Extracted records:
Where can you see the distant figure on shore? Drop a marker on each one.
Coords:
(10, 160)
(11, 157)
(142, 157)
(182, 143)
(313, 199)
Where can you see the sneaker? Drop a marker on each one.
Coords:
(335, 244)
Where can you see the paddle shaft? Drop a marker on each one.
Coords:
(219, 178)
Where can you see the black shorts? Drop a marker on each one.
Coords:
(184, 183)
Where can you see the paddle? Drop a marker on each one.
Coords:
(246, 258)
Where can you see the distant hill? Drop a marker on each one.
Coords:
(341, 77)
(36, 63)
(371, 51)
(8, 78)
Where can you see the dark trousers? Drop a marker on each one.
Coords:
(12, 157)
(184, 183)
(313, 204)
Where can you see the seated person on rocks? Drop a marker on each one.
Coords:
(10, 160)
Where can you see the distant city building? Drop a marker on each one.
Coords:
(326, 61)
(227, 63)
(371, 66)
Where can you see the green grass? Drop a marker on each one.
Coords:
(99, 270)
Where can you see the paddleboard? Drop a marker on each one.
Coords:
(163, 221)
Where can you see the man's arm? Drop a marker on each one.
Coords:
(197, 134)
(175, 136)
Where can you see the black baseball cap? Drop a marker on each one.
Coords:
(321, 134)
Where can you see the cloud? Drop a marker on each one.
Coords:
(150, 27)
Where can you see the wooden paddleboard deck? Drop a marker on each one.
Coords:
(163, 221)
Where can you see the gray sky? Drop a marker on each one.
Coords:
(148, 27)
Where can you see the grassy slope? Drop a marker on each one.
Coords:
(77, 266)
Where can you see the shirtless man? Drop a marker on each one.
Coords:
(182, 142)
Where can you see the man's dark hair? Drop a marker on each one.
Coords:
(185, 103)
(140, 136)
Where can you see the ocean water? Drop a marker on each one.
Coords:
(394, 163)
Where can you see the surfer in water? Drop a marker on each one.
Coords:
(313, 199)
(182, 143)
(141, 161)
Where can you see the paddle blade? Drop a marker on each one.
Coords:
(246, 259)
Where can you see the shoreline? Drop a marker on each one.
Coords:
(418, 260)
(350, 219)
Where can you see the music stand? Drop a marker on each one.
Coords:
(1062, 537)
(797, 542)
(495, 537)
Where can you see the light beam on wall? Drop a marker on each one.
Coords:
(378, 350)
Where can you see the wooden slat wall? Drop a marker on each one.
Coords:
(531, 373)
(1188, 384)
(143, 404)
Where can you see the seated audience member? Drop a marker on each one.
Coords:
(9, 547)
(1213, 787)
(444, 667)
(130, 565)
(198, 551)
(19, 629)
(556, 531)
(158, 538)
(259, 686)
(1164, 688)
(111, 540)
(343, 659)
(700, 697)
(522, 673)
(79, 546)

* [Exercise objective]
Starting with the line that contains "Where can you see the music" and going on through the end of the records, write out every line again, requests included, but raise each coordinate value in the answers by 106.

* [Answer to the task]
Where can you see the music stand? Drop a marker on each one.
Coords:
(1168, 643)
(903, 648)
(601, 643)
Where can you see the light beam on wall? Drop a marker on each one.
Coords:
(484, 456)
Where can you see the wooden slat wall? Drop a marker on each one.
Coords:
(637, 479)
(1294, 490)
(249, 510)
Where can you see the seated audience member? Drop a marker on each one.
Coords:
(115, 653)
(1319, 893)
(550, 773)
(236, 671)
(304, 657)
(125, 735)
(662, 637)
(264, 644)
(365, 792)
(1270, 794)
(217, 646)
(449, 765)
(806, 803)
(628, 779)
(185, 652)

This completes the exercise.